DATA TO PROCESS:
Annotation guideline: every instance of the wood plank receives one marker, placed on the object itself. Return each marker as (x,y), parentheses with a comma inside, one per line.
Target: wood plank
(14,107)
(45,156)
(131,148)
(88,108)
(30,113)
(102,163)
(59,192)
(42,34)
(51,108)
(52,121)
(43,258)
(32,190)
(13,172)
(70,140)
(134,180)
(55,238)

--

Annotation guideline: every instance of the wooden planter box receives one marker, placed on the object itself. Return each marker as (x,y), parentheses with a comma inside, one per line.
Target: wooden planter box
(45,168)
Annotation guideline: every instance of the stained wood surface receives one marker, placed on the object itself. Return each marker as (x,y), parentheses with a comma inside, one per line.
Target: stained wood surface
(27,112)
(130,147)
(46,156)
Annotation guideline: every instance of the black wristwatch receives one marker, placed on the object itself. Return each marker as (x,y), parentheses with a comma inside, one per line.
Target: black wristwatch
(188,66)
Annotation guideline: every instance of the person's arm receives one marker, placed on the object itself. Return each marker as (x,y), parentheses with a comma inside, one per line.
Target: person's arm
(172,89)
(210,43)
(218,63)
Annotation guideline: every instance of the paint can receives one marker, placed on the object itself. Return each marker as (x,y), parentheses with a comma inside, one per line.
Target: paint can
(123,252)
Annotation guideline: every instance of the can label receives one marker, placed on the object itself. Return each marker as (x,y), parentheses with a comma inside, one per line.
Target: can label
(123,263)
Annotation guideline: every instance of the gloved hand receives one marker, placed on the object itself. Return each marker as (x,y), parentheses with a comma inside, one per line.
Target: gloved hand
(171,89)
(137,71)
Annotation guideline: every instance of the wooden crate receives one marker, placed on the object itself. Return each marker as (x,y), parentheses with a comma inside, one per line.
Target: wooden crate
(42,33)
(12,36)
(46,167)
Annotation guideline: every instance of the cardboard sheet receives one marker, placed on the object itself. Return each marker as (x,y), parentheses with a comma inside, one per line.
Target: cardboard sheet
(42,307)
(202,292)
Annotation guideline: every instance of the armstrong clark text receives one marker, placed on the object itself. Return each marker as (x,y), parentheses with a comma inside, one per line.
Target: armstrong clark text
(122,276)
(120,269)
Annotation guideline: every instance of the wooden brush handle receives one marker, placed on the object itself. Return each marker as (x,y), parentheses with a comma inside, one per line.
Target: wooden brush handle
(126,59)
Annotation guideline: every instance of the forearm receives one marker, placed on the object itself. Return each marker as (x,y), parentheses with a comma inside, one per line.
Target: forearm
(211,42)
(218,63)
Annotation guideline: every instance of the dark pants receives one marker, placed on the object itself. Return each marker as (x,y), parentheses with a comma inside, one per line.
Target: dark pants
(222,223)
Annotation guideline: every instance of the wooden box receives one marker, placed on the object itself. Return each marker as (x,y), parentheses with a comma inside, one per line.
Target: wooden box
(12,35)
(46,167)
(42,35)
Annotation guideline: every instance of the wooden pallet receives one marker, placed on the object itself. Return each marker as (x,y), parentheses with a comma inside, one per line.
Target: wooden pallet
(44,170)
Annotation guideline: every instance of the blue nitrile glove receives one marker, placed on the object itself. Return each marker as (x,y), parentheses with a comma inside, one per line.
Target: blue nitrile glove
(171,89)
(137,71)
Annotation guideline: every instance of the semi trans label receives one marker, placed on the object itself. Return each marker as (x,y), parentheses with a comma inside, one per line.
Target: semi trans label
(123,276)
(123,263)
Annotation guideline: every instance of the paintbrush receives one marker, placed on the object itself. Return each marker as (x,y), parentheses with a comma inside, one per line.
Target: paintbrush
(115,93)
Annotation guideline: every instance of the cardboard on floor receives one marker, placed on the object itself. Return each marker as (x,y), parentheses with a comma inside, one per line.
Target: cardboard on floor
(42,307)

GIVEN REQUEST:
How many lines in the items above contain the string "pallet"? Case counts. Reply with the number alone.

PROBLEM SOLUTION:
2